Passage shown:

==*==

I don't have difficulties finding people to ERP with. My advice is uh...look for horny people.


----------



## Magic (Mar 31, 2019)

Sounds like that game "Second life" is something you would be into it? Check that out.  @StarlightAshley  You can live out whatever fantasy in that "game."

I've never used it, so I can't offer advice on how to go about it, sorry.


----------



## Torpedo Titz (Apr 6, 2019)

I usually ERP and then ghost at least one person every few days

You just cast your net and reel them in


----------



## Lord Tentei (Apr 7, 2019)

I've never actually done it alot. But, I know a girl I roleplayed with who I been roleplaying with for awhile (who found me attractive as it is) smutted with me in character cause well..it was going somewhere..and it ended up arousing her so much she got very personal with me on facebook and through other means.

So, moral of the story. Let it organically happen I guess. Or find a place that does that sorta thing. It kinda weirds me out that strangers do that shit randomally. Atleast when I broke my taboo, it had story reason and it was with someone I KNOW who is actually female, what she looks like and we are friends. So, it wasn't weird to me. Plus, yes I would bone.


----------



## Trinity B (Jul 24, 2019)

==*==

Stored records:
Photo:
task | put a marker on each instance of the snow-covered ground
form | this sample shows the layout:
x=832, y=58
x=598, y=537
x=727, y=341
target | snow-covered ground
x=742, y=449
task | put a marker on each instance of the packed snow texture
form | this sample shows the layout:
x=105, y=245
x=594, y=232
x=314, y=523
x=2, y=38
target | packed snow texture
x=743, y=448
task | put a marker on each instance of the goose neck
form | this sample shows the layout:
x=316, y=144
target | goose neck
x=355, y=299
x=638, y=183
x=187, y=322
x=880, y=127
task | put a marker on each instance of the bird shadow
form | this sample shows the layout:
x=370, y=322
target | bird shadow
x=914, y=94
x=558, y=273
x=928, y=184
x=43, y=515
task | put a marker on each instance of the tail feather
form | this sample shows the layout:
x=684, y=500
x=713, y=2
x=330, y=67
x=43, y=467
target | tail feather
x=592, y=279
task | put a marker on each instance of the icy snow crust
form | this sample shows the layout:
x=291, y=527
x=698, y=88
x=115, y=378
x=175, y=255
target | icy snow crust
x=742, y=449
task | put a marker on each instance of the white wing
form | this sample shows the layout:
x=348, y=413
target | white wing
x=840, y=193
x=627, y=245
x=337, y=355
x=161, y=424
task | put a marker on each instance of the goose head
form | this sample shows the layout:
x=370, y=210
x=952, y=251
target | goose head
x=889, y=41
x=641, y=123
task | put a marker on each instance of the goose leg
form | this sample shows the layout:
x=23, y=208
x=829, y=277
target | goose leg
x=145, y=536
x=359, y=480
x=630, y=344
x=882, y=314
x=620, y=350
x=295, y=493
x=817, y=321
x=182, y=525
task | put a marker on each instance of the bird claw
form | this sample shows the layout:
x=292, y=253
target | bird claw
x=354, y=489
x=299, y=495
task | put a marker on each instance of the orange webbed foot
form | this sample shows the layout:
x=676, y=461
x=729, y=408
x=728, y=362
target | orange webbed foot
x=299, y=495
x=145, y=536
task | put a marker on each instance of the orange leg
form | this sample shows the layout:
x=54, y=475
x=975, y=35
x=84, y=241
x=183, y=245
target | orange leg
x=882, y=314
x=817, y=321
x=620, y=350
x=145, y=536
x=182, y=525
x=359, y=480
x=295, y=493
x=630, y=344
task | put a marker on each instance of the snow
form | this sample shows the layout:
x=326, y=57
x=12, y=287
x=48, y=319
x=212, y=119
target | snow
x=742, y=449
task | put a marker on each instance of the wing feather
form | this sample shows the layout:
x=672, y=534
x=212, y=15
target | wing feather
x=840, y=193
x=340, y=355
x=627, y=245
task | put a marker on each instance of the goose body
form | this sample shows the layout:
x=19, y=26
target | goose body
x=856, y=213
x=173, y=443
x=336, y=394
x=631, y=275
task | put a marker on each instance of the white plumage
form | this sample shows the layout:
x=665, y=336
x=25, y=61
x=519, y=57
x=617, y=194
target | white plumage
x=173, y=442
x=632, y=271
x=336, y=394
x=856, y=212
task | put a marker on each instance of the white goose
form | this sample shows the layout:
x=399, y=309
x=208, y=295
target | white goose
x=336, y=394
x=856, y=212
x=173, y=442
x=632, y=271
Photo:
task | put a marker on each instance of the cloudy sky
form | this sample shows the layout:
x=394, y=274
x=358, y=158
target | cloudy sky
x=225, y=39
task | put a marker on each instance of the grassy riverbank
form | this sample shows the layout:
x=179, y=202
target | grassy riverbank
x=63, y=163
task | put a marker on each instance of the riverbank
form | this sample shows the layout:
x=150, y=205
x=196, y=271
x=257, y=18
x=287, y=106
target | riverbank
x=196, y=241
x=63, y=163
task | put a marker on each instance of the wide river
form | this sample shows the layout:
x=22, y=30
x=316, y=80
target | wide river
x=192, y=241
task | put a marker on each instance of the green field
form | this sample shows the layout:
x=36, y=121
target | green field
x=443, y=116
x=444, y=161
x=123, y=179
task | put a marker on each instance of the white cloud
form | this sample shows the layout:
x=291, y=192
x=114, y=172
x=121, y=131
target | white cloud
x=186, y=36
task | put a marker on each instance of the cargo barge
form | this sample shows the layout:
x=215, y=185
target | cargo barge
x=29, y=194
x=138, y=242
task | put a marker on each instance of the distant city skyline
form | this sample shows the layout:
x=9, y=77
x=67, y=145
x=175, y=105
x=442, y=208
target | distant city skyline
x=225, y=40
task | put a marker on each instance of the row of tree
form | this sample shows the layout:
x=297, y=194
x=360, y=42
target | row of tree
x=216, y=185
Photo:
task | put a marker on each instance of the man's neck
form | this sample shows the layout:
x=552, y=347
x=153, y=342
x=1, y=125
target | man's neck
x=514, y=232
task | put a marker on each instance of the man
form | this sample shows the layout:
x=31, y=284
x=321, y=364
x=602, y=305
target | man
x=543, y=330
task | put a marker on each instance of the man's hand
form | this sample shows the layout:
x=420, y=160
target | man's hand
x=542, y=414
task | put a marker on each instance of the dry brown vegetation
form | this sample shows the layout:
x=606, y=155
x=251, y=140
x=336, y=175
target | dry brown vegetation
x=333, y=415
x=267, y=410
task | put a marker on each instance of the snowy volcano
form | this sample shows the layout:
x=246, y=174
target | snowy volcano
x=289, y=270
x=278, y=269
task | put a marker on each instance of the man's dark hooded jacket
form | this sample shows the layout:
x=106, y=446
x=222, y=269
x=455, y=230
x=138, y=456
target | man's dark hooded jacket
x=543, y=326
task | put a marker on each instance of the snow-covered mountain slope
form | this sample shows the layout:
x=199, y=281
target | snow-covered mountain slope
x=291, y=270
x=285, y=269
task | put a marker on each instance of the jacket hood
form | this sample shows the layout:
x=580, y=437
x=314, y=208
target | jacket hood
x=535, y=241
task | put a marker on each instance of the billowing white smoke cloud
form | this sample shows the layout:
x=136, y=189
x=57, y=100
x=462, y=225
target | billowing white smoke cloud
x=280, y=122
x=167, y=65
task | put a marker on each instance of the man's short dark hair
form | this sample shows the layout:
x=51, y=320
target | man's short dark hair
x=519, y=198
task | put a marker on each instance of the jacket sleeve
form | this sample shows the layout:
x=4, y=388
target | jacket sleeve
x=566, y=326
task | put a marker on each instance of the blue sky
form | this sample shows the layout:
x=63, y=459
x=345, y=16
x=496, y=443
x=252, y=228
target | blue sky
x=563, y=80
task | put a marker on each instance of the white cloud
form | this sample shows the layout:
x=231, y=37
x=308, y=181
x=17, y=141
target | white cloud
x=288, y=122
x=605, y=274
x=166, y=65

==*==

Your task: Repeat the stretch of the forum thread from "## Lord Tentei" through "I would bone.". The records have nothing to do with what comes next.

Answer to the problem:
## Lord Tentei (Apr 7, 2019)

I've never actually done it alot. But, I know a girl I roleplayed with who I been roleplaying with for awhile (who found me attractive as it is) smutted with me in character cause well..it was going somewhere..and it ended up arousing her so much she got very personal with me on facebook and through other means.

So, moral of the story. Let it organically happen I guess. Or find a place that does that sorta thing. It kinda weirds me out that strangers do that shit randomally. Atleast when I broke my taboo, it had story reason and it was with someone I KNOW who is actually female, what she looks like and we are friends. So, it wasn't weird to me. Plus, yes I would bone.